◆ Required task 1 ◆
Copy the passage of the Three Arrows Capital article between "The founders of cryptocurrency" and "Seychelles in August.", inclusive.

◆ Excerpt ◆
########################################
The founders of cryptocurrency hedge fund Three Arrows Capital, which saddled investors and lenders with potentially billions of dollars of losses when it imploded last year, are seeking money for a new venture. Judging by reactions on Crypto Twitter, they face an uphill battle.
Su Zhu and Kyle Davies are seeking to raise about US$25 million ($33.0 million) for a crypto exchange called GTX that will focus on trading in crypto claims, according to a pitch deck for the proposed business seen by Bloomberg News. They’re teaming up with the founders of CoinFLEX, a digital-asset exchange that filed for restructuring in the Seychelles in August.
The irony that Zhu and Davies — who spent months publicly sparring with 3AC liquidators working to recover assets for creditors — want to get into the business of crypto claims wasn’t lost on detractors. Many tweets centred on the similarity between GTX’s proposed name and FTX, the crypto exchange that collapsed in November and whose founder, Sam Bankman-Fried, has been charged with crimes including fraud.
Imagine watching FTX fail after seeing your own company fail and then choosing to try to launch an exchange and name it “GTX” which is a single letter from being “FTX.”
Whoever is running this simulation loves trolling us.
########################################
◆ Required task 2 ◆
In the entries, substitute "marker" for "dot" between the lines holding "of the arched" and "Target: arched window", inclusive. Return only those lines, with nothing else altered.

◆ Data shown ◆
########################################
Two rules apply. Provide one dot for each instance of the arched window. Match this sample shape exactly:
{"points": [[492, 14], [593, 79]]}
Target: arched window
########################################
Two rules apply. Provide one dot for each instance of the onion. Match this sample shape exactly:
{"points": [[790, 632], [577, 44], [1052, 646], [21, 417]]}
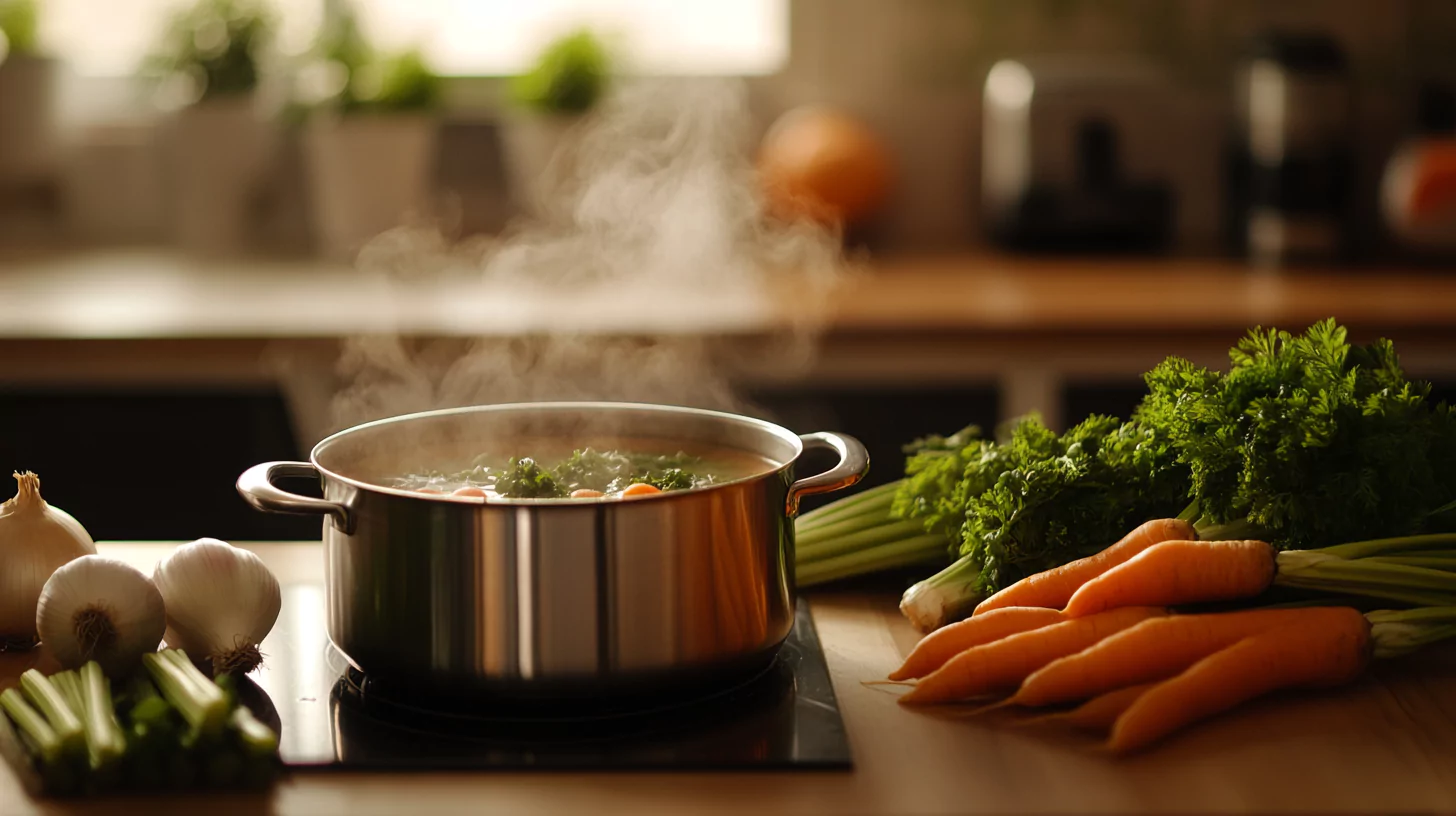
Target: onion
########################################
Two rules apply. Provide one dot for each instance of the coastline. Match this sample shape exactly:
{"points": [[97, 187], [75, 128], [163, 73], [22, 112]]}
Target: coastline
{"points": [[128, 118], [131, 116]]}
########################################
◆ Complete answer 1 ◆
The founders of cryptocurrency hedge fund Three Arrows Capital, which saddled investors and lenders with potentially billions of dollars of losses when it imploded last year, are seeking money for a new venture. Judging by reactions on Crypto Twitter, they face an uphill battle.
Su Zhu and Kyle Davies are seeking to raise about US$25 million ($33.0 million) for a crypto exchange called GTX that will focus on trading in crypto claims, according to a pitch deck for the proposed business seen by Bloomberg News. They’re teaming up with the founders of CoinFLEX, a digital-asset exchange that filed for restructuring in the Seychelles in August.

◆ Complete answer 2 ◆
Two rules apply. Provide one marker for each instance of the arched window. Match this sample shape exactly:
{"points": [[492, 14], [593, 79]]}
Target: arched window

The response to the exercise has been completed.